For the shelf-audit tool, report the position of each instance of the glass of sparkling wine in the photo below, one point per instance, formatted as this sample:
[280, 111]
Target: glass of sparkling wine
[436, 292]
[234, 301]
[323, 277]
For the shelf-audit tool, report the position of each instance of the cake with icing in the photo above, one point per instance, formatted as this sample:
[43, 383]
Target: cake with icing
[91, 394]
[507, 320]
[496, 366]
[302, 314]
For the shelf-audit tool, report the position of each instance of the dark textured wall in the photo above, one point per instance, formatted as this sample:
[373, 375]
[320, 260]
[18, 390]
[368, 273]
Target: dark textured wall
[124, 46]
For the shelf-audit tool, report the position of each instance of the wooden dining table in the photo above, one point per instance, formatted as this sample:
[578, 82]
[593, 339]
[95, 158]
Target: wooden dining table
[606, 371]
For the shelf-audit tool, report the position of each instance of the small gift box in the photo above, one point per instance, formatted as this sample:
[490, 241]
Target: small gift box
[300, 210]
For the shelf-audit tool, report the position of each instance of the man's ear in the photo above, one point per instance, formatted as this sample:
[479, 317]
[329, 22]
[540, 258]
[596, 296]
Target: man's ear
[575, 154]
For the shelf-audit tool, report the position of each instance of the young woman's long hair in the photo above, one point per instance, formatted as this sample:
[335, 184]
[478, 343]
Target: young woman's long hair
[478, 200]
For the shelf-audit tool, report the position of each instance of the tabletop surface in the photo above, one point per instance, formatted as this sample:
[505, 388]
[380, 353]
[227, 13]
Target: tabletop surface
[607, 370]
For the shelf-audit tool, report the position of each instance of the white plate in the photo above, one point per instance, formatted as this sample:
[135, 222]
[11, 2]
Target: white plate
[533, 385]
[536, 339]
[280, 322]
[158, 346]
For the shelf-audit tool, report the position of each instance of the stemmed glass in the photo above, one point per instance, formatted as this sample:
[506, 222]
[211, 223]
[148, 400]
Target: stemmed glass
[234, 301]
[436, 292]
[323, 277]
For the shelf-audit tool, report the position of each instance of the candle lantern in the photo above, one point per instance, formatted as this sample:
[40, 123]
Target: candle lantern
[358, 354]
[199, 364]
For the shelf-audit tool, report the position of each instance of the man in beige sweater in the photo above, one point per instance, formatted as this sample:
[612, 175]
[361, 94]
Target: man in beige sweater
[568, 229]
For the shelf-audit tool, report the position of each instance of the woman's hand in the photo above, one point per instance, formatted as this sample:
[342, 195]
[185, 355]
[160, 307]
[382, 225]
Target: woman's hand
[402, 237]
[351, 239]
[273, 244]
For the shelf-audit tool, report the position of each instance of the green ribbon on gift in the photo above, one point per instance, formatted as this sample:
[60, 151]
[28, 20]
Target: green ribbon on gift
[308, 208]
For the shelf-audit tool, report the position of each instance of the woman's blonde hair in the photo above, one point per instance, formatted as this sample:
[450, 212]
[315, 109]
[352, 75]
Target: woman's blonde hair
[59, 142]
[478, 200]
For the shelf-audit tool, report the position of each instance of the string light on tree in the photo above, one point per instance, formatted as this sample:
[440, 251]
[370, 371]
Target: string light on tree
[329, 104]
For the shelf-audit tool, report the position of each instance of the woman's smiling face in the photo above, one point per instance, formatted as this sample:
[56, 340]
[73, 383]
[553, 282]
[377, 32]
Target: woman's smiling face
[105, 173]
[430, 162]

************

> How to complete this task:
Taking the material above, extract exactly and only the lines from the line with "of the small" to the line with "of the white", inclusive of both.

> Response area:
For the shelf-audit tool, report the position of each instance of the small gift box in the photo above, one point per instance, formatted as this sample:
[490, 241]
Target: small gift box
[300, 210]
For the shelf-audit tool, report the position of each instance of the man's ear in the photo above, one point per instance, formatted as this sample:
[479, 317]
[329, 22]
[540, 258]
[596, 296]
Target: man's ear
[575, 154]
For the shelf-audit tool, report the position of each instance of the young woman's long hair in the photo above, one point per instance, formatted as this sample:
[335, 184]
[478, 343]
Target: young woman's long hair
[478, 200]
For the shelf-audit tool, report the position of each instance of the tabletop surface in the photo above, one point per instance, formatted as this sample:
[505, 388]
[380, 353]
[227, 13]
Target: tabletop surface
[607, 370]
For the shelf-audit tool, report the position of each instance of the white plate in the photo above, one point per instance, formatted as this sample:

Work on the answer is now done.